• [TASK DESCRIPTION]: In the entries below, work out how many lines include "window", and write only that number.

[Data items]
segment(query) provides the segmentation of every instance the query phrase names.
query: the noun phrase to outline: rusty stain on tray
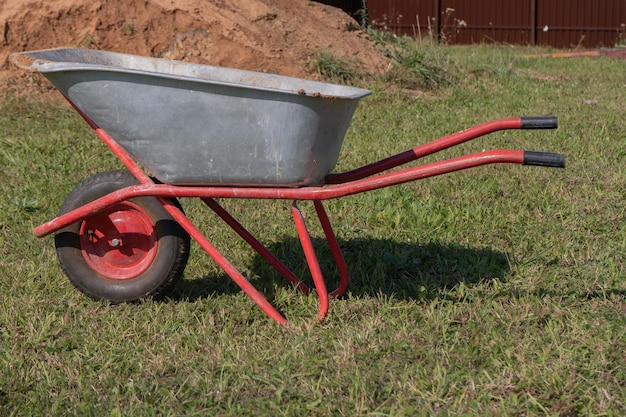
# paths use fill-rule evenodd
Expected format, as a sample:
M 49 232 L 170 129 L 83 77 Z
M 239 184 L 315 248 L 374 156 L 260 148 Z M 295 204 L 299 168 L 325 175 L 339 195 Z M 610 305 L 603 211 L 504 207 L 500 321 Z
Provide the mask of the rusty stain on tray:
M 320 98 L 325 98 L 328 100 L 336 100 L 338 97 L 337 96 L 331 96 L 328 94 L 322 94 L 322 93 L 313 93 L 311 94 L 312 97 L 320 97 Z
M 298 93 L 299 96 L 306 96 L 306 94 L 307 94 L 306 91 L 304 91 L 304 88 L 299 89 L 297 91 L 297 93 Z M 311 97 L 325 98 L 325 99 L 328 99 L 328 100 L 336 100 L 336 99 L 339 98 L 337 96 L 333 96 L 333 95 L 330 95 L 330 94 L 322 94 L 320 92 L 311 93 L 310 95 L 311 95 Z

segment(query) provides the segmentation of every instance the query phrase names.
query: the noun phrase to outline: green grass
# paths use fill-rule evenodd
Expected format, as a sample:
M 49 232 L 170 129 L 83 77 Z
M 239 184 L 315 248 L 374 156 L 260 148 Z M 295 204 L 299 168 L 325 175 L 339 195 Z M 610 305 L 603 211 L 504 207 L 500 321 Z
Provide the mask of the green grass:
M 438 158 L 527 148 L 563 152 L 568 166 L 488 166 L 328 202 L 351 286 L 322 324 L 314 297 L 183 201 L 290 327 L 197 246 L 170 299 L 111 306 L 81 295 L 52 239 L 32 228 L 82 179 L 120 164 L 66 106 L 4 97 L 0 414 L 624 415 L 626 64 L 526 57 L 538 52 L 425 52 L 455 74 L 431 93 L 362 82 L 374 94 L 340 170 L 487 120 L 549 114 L 556 131 L 500 132 Z M 304 273 L 288 203 L 223 204 Z
M 309 67 L 330 81 L 346 84 L 357 77 L 353 63 L 335 57 L 331 52 L 322 51 L 310 62 Z

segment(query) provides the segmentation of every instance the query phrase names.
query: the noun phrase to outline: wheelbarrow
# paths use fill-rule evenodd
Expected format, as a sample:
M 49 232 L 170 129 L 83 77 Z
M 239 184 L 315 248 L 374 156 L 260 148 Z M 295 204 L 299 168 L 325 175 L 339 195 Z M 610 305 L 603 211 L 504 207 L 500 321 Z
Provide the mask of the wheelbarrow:
M 180 61 L 90 49 L 15 53 L 42 73 L 126 170 L 93 175 L 59 215 L 34 229 L 55 234 L 61 268 L 86 295 L 113 303 L 160 297 L 186 266 L 191 238 L 273 320 L 285 317 L 186 217 L 179 198 L 201 199 L 304 294 L 348 288 L 348 269 L 323 201 L 486 164 L 564 167 L 561 154 L 489 150 L 419 166 L 426 155 L 505 129 L 554 129 L 556 117 L 489 121 L 351 171 L 333 173 L 358 101 L 370 91 Z M 396 169 L 394 169 L 396 168 Z M 217 199 L 292 201 L 313 288 L 287 268 Z M 312 201 L 339 283 L 329 291 L 299 201 Z

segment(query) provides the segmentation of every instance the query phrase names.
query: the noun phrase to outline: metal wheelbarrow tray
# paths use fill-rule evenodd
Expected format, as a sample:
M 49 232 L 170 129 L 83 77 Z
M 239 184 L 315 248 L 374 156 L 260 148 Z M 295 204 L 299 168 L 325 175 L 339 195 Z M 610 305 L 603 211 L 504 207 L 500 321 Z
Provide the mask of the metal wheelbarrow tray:
M 127 170 L 98 173 L 66 198 L 58 217 L 35 228 L 55 233 L 60 265 L 95 299 L 133 301 L 167 293 L 185 268 L 193 238 L 272 319 L 279 313 L 185 216 L 177 198 L 200 198 L 305 294 L 302 282 L 216 198 L 293 200 L 296 231 L 319 297 L 343 294 L 348 271 L 324 200 L 493 163 L 564 167 L 547 152 L 492 150 L 392 170 L 505 129 L 554 129 L 556 117 L 494 120 L 344 173 L 335 168 L 359 99 L 369 91 L 179 61 L 89 49 L 16 53 L 42 73 Z M 145 168 L 153 177 L 144 172 Z M 383 173 L 383 171 L 389 171 Z M 328 291 L 297 202 L 312 201 L 339 285 Z

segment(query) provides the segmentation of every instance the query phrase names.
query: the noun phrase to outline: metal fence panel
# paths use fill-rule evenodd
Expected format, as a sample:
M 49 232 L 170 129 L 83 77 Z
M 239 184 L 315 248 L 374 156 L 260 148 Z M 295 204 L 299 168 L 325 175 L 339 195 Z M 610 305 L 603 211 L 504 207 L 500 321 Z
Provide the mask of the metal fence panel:
M 626 0 L 367 0 L 370 20 L 448 43 L 613 46 L 626 41 Z
M 624 35 L 626 2 L 619 0 L 541 0 L 537 2 L 539 45 L 613 46 Z
M 440 34 L 449 43 L 531 43 L 530 2 L 442 0 Z
M 425 36 L 437 21 L 434 6 L 434 1 L 368 0 L 367 12 L 374 25 L 396 33 Z

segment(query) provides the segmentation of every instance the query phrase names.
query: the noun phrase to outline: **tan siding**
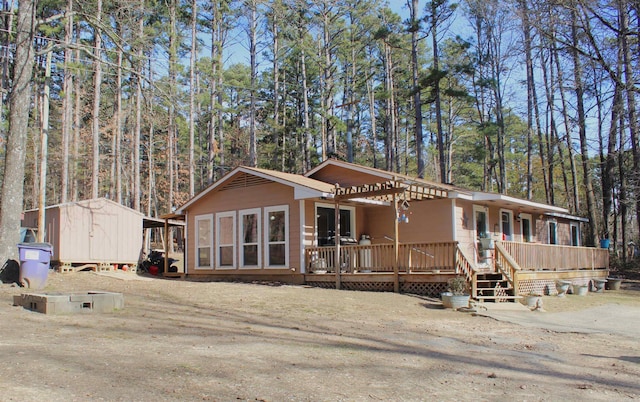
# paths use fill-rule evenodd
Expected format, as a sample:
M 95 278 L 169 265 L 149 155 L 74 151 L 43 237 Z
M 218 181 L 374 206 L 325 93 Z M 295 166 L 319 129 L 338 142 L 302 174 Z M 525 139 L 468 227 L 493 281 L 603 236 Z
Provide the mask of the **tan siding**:
M 473 203 L 456 200 L 456 240 L 460 248 L 469 258 L 473 258 L 476 250 L 475 228 L 473 227 Z
M 25 213 L 30 222 L 37 211 Z M 52 206 L 45 213 L 45 241 L 54 261 L 137 263 L 142 249 L 142 214 L 99 198 Z
M 339 166 L 328 165 L 311 176 L 312 178 L 326 183 L 338 183 L 342 187 L 351 187 L 361 184 L 379 183 L 385 181 L 381 177 L 358 172 L 352 169 L 345 169 Z
M 399 224 L 399 241 L 412 243 L 453 240 L 450 200 L 412 202 L 405 213 L 409 215 L 409 223 Z M 385 239 L 385 236 L 394 236 L 393 207 L 369 207 L 364 210 L 363 215 L 363 222 L 366 222 L 364 229 L 369 232 L 373 243 L 391 241 Z
M 243 209 L 260 208 L 261 219 L 264 220 L 264 208 L 287 205 L 289 207 L 289 267 L 284 270 L 265 268 L 251 269 L 198 269 L 195 267 L 195 218 L 199 215 L 216 214 L 219 212 L 240 211 Z M 236 218 L 237 219 L 237 218 Z M 236 226 L 239 222 L 236 221 Z M 262 225 L 263 222 L 261 221 Z M 215 190 L 206 194 L 196 203 L 191 205 L 187 216 L 187 266 L 189 274 L 251 274 L 259 271 L 262 274 L 291 273 L 291 269 L 300 270 L 300 207 L 294 200 L 293 188 L 275 182 L 260 184 L 250 187 L 234 188 L 229 190 Z M 264 227 L 263 229 L 264 230 Z M 214 248 L 215 248 L 215 216 L 214 216 Z M 264 232 L 262 233 L 264 236 Z M 260 240 L 261 255 L 264 255 L 264 243 Z M 213 250 L 215 254 L 215 249 Z M 240 250 L 236 248 L 237 261 L 239 262 Z M 263 261 L 263 265 L 265 262 Z

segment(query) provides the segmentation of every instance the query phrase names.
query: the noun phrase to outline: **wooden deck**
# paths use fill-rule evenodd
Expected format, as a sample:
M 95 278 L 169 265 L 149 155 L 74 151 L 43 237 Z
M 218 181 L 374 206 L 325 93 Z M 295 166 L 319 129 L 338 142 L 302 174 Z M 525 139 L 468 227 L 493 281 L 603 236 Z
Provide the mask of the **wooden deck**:
M 608 250 L 592 247 L 499 241 L 494 255 L 490 272 L 502 274 L 515 296 L 554 294 L 556 280 L 589 282 L 606 277 L 609 267 Z M 438 297 L 450 278 L 462 275 L 475 294 L 478 275 L 487 273 L 464 255 L 457 242 L 400 243 L 397 259 L 393 244 L 308 247 L 305 256 L 305 283 L 325 288 Z

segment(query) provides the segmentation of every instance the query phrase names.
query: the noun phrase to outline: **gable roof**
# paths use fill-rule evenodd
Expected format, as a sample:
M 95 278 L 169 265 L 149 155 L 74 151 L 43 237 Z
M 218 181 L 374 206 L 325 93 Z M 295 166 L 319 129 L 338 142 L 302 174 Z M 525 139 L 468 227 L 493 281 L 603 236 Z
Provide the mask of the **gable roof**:
M 332 197 L 334 186 L 320 180 L 293 173 L 278 172 L 275 170 L 260 169 L 248 166 L 238 166 L 209 187 L 195 195 L 184 203 L 177 213 L 183 214 L 191 205 L 216 189 L 239 188 L 260 183 L 275 182 L 292 187 L 294 199 Z
M 505 207 L 521 207 L 527 208 L 548 215 L 556 214 L 556 216 L 564 216 L 568 219 L 584 221 L 584 218 L 572 216 L 568 214 L 566 208 L 557 207 L 554 205 L 544 204 L 540 202 L 525 200 L 517 197 L 512 197 L 505 194 L 489 193 L 484 191 L 473 191 L 462 187 L 457 187 L 451 184 L 435 183 L 429 180 L 415 178 L 400 173 L 389 172 L 386 170 L 376 169 L 367 166 L 356 165 L 349 162 L 343 162 L 335 159 L 329 159 L 315 168 L 307 172 L 306 176 L 314 176 L 328 167 L 337 167 L 339 169 L 352 170 L 359 173 L 364 173 L 378 177 L 388 182 L 388 187 L 392 185 L 402 185 L 407 189 L 412 198 L 460 198 L 464 200 L 474 201 L 478 203 L 490 203 Z M 370 186 L 356 185 L 351 189 L 340 189 L 339 193 L 353 193 L 356 195 L 358 192 L 364 194 L 368 192 Z M 385 191 L 385 188 L 378 188 L 378 191 Z M 391 191 L 388 189 L 388 191 Z M 340 197 L 340 194 L 336 194 Z
M 369 183 L 352 181 L 344 187 L 336 187 L 334 184 L 313 178 L 327 168 L 338 168 L 345 171 L 354 171 L 370 175 L 373 180 Z M 348 175 L 347 175 L 348 176 Z M 345 176 L 345 177 L 347 177 Z M 450 184 L 441 184 L 429 180 L 411 177 L 408 175 L 389 172 L 354 163 L 328 159 L 320 163 L 305 175 L 284 173 L 269 169 L 260 169 L 248 166 L 238 166 L 196 196 L 183 204 L 176 213 L 184 214 L 185 211 L 199 199 L 216 189 L 241 188 L 250 185 L 276 182 L 294 189 L 294 199 L 327 198 L 338 200 L 369 200 L 369 202 L 389 202 L 394 193 L 404 192 L 412 200 L 431 198 L 459 198 L 478 203 L 489 203 L 507 208 L 526 208 L 547 215 L 555 214 L 569 219 L 581 220 L 583 218 L 571 216 L 566 208 L 529 201 L 505 194 L 473 191 Z
M 356 183 L 343 178 L 340 183 L 345 187 L 336 189 L 337 198 L 358 198 L 368 197 L 381 201 L 391 201 L 391 195 L 399 192 L 405 193 L 410 199 L 422 200 L 432 198 L 451 198 L 451 193 L 467 193 L 471 196 L 469 190 L 465 190 L 449 184 L 441 184 L 429 180 L 408 176 L 401 173 L 389 172 L 386 170 L 376 169 L 367 166 L 356 165 L 354 163 L 343 162 L 335 159 L 328 159 L 315 168 L 307 172 L 306 176 L 311 177 L 319 175 L 323 170 L 337 168 L 346 171 L 354 171 L 362 173 L 372 178 L 373 183 Z M 375 194 L 375 195 L 374 195 Z

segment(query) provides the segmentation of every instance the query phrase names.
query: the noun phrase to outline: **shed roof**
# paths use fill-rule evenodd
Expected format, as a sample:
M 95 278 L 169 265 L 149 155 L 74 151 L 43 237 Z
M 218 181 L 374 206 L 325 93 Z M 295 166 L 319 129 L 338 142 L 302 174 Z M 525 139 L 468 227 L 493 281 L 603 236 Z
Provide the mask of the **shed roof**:
M 100 197 L 100 198 L 90 198 L 87 200 L 80 200 L 80 201 L 69 201 L 69 202 L 63 202 L 61 204 L 55 204 L 55 205 L 48 205 L 45 207 L 45 210 L 47 209 L 62 209 L 62 208 L 74 208 L 74 207 L 83 207 L 83 208 L 94 208 L 97 205 L 109 205 L 112 206 L 114 208 L 119 208 L 122 210 L 125 210 L 127 212 L 130 212 L 132 214 L 135 215 L 140 215 L 140 216 L 144 216 L 144 214 L 142 212 L 136 211 L 133 208 L 129 208 L 126 205 L 122 205 L 120 203 L 117 203 L 115 201 L 112 201 L 108 198 L 104 198 L 104 197 Z M 34 208 L 34 209 L 29 209 L 26 210 L 24 212 L 32 212 L 32 211 L 37 211 L 38 208 Z

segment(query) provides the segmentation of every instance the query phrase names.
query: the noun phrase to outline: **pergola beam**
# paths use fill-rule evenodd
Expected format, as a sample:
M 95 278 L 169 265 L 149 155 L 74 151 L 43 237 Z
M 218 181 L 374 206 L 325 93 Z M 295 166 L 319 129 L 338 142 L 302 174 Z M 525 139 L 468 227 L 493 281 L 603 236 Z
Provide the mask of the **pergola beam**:
M 351 187 L 335 188 L 334 199 L 336 201 L 352 200 L 355 198 L 369 198 L 379 201 L 392 202 L 394 196 L 402 194 L 407 201 L 421 201 L 423 199 L 446 198 L 447 190 L 428 184 L 400 181 L 387 181 L 384 183 L 362 184 Z

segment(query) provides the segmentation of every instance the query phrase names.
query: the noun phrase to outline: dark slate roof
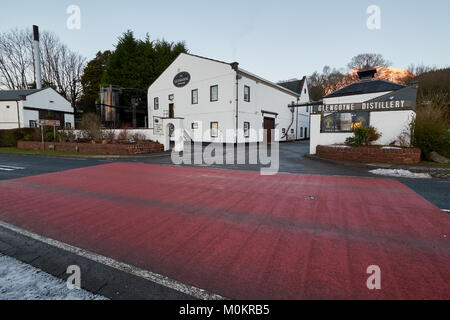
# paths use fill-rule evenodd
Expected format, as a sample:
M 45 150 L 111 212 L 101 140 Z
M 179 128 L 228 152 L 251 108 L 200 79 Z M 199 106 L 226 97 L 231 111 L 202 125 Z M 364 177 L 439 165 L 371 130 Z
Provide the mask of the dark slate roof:
M 29 96 L 30 94 L 39 92 L 41 90 L 43 90 L 43 89 L 0 91 L 0 101 L 19 101 L 19 100 L 23 100 L 22 97 Z
M 283 88 L 286 88 L 290 91 L 293 91 L 299 95 L 302 94 L 303 85 L 305 84 L 306 77 L 303 77 L 302 80 L 293 80 L 293 81 L 286 81 L 286 82 L 280 82 L 278 85 L 282 86 Z
M 357 94 L 396 91 L 403 88 L 406 88 L 406 86 L 385 80 L 360 81 L 352 83 L 335 92 L 332 92 L 324 96 L 324 98 L 335 98 L 342 96 L 352 96 Z

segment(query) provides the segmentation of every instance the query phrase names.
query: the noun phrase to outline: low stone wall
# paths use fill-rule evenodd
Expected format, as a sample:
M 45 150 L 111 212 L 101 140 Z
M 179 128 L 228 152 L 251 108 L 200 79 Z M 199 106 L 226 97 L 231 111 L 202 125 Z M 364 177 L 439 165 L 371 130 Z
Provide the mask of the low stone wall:
M 17 147 L 22 150 L 50 150 L 63 152 L 78 152 L 80 154 L 96 155 L 129 155 L 164 152 L 164 146 L 159 143 L 143 144 L 91 144 L 91 143 L 57 143 L 37 141 L 19 141 Z
M 366 163 L 417 164 L 421 160 L 417 148 L 318 146 L 319 158 Z

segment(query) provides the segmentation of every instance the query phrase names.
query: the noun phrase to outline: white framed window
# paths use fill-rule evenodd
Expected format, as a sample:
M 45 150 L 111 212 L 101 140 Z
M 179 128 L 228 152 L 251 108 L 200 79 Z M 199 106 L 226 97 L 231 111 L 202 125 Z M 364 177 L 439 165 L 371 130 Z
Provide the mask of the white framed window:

• [REPLY]: 2